* start Input records *
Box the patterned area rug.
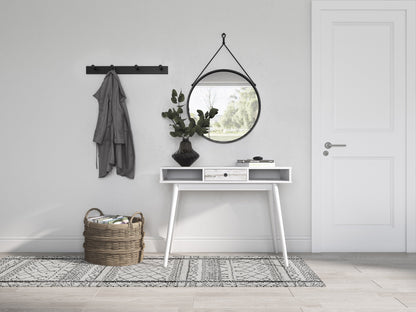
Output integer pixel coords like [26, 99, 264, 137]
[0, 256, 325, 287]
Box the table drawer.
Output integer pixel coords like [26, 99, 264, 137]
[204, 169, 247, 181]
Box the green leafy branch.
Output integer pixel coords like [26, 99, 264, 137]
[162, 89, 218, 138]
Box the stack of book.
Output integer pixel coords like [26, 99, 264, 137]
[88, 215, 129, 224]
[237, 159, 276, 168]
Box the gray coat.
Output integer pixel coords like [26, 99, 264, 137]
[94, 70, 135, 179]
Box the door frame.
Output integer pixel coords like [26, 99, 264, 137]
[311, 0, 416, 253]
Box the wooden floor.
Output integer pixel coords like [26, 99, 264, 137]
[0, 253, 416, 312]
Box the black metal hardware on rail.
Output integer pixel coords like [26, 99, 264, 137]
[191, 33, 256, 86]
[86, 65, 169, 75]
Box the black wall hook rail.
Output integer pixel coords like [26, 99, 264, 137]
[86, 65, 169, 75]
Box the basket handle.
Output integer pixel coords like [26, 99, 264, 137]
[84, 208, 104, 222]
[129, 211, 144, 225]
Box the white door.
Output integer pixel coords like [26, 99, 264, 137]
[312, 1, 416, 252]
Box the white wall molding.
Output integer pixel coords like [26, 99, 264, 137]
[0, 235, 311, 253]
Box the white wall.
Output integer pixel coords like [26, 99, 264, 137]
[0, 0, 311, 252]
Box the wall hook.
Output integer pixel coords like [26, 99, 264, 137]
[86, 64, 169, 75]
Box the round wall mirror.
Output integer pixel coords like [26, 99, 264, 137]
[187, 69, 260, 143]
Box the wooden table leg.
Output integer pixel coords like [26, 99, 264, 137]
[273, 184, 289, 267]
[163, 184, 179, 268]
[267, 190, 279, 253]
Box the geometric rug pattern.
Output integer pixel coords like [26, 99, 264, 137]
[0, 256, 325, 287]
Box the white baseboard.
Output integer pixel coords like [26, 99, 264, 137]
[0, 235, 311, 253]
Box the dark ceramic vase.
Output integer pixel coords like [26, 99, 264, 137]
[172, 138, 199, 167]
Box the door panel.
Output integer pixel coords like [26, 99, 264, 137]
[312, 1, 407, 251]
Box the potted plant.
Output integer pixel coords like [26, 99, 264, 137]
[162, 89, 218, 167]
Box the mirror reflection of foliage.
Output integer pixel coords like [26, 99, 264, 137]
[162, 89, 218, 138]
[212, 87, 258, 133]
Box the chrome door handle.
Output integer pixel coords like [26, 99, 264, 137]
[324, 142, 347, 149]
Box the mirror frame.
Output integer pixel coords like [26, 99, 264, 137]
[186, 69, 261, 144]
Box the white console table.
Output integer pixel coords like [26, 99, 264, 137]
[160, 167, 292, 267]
* end Input records *
* start Input records *
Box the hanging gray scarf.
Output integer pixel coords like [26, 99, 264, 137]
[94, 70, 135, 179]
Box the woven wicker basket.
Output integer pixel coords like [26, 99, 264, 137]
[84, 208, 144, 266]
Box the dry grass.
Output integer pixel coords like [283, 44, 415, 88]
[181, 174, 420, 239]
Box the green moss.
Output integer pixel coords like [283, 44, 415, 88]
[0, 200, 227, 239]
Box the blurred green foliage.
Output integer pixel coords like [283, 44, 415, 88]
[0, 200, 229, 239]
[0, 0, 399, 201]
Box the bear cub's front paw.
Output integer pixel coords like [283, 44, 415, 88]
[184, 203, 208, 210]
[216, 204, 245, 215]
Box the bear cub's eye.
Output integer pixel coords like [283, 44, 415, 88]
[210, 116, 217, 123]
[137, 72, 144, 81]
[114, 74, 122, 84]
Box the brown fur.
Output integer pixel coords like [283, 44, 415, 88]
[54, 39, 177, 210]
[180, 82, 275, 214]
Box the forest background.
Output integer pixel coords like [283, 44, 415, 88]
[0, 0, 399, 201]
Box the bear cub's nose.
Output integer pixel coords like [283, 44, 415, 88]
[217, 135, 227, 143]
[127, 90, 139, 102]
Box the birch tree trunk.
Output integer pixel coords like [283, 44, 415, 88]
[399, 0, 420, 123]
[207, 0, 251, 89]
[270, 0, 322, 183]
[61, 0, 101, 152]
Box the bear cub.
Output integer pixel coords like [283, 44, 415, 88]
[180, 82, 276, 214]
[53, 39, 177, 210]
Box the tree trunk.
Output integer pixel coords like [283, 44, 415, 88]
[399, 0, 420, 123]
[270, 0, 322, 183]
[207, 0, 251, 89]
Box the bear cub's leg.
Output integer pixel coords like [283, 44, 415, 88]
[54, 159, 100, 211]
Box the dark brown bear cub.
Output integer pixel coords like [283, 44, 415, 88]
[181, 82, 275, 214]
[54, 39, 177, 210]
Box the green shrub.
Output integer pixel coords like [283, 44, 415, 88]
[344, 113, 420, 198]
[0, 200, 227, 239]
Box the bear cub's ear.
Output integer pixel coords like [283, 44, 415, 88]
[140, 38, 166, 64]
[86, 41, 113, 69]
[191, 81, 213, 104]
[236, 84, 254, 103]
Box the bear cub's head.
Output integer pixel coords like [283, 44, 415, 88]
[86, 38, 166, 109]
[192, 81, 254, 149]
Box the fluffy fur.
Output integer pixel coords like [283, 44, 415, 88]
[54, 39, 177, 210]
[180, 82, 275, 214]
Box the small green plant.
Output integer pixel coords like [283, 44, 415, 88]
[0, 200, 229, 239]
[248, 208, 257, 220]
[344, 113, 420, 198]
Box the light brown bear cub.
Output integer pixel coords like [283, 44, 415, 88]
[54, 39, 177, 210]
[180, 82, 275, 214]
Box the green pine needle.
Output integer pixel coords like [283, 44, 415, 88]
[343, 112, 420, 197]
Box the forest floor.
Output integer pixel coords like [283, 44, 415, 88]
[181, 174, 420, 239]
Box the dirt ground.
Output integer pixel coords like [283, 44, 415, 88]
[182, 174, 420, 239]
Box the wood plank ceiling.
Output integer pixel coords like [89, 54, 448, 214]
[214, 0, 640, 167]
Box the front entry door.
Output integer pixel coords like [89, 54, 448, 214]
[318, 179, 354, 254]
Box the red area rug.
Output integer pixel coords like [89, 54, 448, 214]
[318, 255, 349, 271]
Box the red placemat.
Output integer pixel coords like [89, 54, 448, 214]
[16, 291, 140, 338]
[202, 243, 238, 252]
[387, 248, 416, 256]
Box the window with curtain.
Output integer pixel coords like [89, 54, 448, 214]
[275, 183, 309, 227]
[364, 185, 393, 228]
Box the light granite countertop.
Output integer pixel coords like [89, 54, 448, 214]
* end Input records *
* start Input records *
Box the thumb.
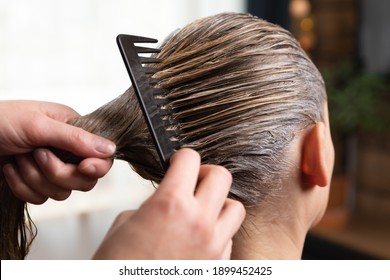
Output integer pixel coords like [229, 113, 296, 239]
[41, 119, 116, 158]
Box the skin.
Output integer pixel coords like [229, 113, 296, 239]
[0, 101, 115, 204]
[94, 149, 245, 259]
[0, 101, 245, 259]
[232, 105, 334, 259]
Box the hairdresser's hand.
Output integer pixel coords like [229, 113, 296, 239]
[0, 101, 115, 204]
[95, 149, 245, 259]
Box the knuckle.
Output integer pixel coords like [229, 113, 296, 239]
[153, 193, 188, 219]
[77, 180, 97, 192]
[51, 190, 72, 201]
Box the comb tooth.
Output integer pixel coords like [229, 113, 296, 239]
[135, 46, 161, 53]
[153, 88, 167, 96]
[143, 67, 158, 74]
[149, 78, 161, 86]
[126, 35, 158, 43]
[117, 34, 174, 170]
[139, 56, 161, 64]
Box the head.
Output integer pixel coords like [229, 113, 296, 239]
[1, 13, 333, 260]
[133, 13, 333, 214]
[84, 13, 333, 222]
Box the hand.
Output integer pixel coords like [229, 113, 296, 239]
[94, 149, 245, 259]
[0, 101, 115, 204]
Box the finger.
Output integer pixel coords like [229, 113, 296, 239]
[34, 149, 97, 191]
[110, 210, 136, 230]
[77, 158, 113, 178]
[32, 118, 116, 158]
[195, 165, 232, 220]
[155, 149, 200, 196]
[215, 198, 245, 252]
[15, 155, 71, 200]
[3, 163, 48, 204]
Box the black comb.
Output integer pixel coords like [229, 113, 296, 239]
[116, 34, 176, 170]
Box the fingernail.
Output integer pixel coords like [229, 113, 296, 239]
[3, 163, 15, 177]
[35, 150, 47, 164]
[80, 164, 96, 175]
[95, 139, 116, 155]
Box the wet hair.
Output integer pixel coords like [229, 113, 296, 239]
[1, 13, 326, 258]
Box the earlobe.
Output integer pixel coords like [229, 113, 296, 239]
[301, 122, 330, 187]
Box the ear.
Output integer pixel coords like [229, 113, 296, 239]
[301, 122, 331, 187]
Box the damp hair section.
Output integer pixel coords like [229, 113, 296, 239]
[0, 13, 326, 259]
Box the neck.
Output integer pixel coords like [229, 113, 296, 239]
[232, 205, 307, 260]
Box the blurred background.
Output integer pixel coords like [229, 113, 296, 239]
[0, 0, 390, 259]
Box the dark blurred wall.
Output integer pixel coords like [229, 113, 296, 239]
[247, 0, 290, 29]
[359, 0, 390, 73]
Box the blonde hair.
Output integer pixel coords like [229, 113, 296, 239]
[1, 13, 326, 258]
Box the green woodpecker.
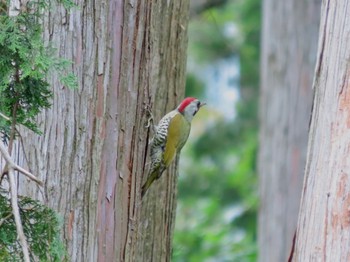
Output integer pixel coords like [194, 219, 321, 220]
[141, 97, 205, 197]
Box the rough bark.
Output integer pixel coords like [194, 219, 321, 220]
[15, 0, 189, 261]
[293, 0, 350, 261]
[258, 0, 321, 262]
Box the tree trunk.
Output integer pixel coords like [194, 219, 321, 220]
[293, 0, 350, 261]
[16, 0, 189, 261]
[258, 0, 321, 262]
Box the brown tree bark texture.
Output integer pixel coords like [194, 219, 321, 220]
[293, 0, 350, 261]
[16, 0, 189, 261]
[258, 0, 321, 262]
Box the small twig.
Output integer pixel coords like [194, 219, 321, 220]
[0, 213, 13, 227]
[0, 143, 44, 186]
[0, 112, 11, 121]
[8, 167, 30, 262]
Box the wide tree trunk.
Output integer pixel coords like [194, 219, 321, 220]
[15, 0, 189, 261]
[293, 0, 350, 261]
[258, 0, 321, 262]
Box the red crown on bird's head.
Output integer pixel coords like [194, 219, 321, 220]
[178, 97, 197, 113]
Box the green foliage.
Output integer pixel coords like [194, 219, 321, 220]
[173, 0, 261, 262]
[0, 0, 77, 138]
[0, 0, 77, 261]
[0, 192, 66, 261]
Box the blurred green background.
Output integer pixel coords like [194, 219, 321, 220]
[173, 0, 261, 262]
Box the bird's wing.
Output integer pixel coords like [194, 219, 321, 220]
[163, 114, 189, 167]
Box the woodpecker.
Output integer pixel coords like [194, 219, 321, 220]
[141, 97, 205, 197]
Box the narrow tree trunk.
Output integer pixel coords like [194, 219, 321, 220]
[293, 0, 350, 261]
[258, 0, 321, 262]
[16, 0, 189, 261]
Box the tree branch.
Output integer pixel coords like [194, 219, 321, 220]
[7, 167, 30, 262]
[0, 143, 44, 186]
* end Input records *
## What the exercise asks
Extract the lines above word for word, starting at the line that contains "Box the ear." and stopping after the line that contains "[8, 167, 30, 262]". Leave the pictures out.

## Task result
Box the ear.
Output integer pixel coords like [229, 113, 296, 239]
[301, 122, 331, 187]
Box the damp hair section.
Output integer pixel coords like [229, 113, 296, 239]
[0, 13, 326, 259]
Box the neck.
Output integer pixel coords like [229, 113, 296, 239]
[232, 205, 307, 260]
Box the blurred background.
Output integer pixel coords like [229, 113, 296, 239]
[0, 0, 390, 259]
Box the dark blurred wall.
Output integer pixel coords like [229, 113, 296, 239]
[247, 0, 290, 29]
[359, 0, 390, 73]
Box the blonde hair.
Output integer pixel coords like [229, 113, 296, 239]
[1, 13, 326, 258]
Box the green woodpecker.
Output integer pixel coords like [194, 219, 321, 220]
[141, 97, 205, 197]
Box the rough bark.
Output integer pixel coords like [194, 219, 321, 220]
[15, 0, 189, 261]
[293, 0, 350, 261]
[258, 0, 321, 262]
Box the tree trunk.
Output integer pixel coords like [194, 219, 321, 220]
[293, 0, 350, 261]
[16, 0, 189, 261]
[258, 0, 321, 262]
Box the brown tree bark texture.
Output integer pixel coords like [194, 219, 321, 220]
[293, 0, 350, 261]
[16, 0, 189, 261]
[258, 0, 321, 262]
Box the small twig.
Output integer pixel coords like [194, 219, 321, 220]
[0, 213, 13, 227]
[0, 143, 44, 186]
[0, 112, 11, 121]
[8, 167, 30, 262]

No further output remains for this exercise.